— Start RAW RECORDS —
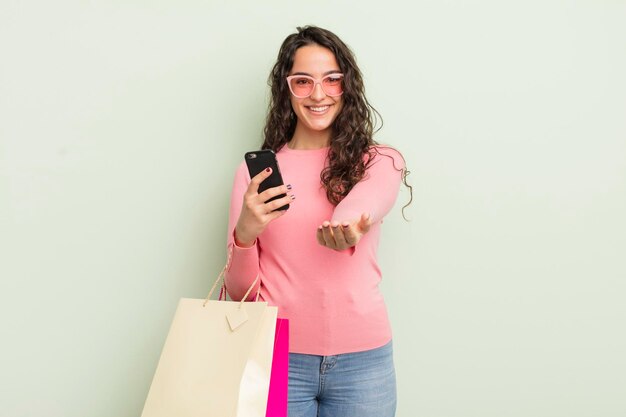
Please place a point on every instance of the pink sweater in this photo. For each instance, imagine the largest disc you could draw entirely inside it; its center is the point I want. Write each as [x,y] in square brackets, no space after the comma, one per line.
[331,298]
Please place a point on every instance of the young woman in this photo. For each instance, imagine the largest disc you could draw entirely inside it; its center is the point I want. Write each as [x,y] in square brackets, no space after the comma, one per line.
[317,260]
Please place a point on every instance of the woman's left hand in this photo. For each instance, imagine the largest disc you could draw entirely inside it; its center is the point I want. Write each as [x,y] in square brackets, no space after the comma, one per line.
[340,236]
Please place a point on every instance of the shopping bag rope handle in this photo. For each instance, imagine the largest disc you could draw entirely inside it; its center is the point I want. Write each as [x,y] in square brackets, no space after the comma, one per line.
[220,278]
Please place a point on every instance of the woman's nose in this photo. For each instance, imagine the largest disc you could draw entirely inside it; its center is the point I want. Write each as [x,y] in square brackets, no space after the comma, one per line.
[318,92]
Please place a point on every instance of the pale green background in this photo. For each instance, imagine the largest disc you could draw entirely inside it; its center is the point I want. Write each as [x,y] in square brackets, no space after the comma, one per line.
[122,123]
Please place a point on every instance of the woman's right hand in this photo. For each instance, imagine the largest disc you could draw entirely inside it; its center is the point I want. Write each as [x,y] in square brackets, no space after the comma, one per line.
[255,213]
— End RAW RECORDS —
• WHAT IS NEEDED
Quote the entries in full. Any image among them is to be omitted from the copy.

• ANSWER TO THIS TASK
Please place a point on every instance of the pink sweater in this photo. For each instance, imagine the largest disc you could draw entirely inside it; its center is the point I want. Write each as [x,y] in square brackets, no space after the comma, one per line.
[331,298]
Please place a point on every instance of the young woman in this photo. For each instance, imagine the largest disc you could draw entirely inside it; its center is the point I want. Write each as [x,y] in square brackets, no space after the comma, one per line.
[317,260]
Please place a point on every instance of the woman's left hand in this photo. For each instance, imagine the largest disc you could draw entirely inside it; its center is the point I want. Write each as [x,y] in square brackets, no space after the comma, one per line.
[340,236]
Please place a point on every instance of the shopping bag rope handle in this photo. For each instance, imagine the largest disc you could draw entirely inside it; its center is the point I want. Write each as [x,y] in square brackets, no space after the comma, one per line.
[220,278]
Please place a point on every instance of the woman's nose in this photo. For each instance, imagine the largest disc you could draw entirely inside it; its center is the point I want. Write each as [x,y] in square brackets, no space after the comma, one per line.
[318,92]
Please place a point on every instance of the pale green background in this photo. For each instance, imagine the largest disc you could draw entirely inside it; its center is the point I want. Write each as [x,y] in square brackets, no space after the comma, one per line.
[122,123]
Please place a point on every instance of the woman's right hand in this photo. For each instance, imagine the largest disc you could draw entirely inside it; its center is the point I want. Write each as [x,y] in square brackets, no space after the comma, one per line.
[255,213]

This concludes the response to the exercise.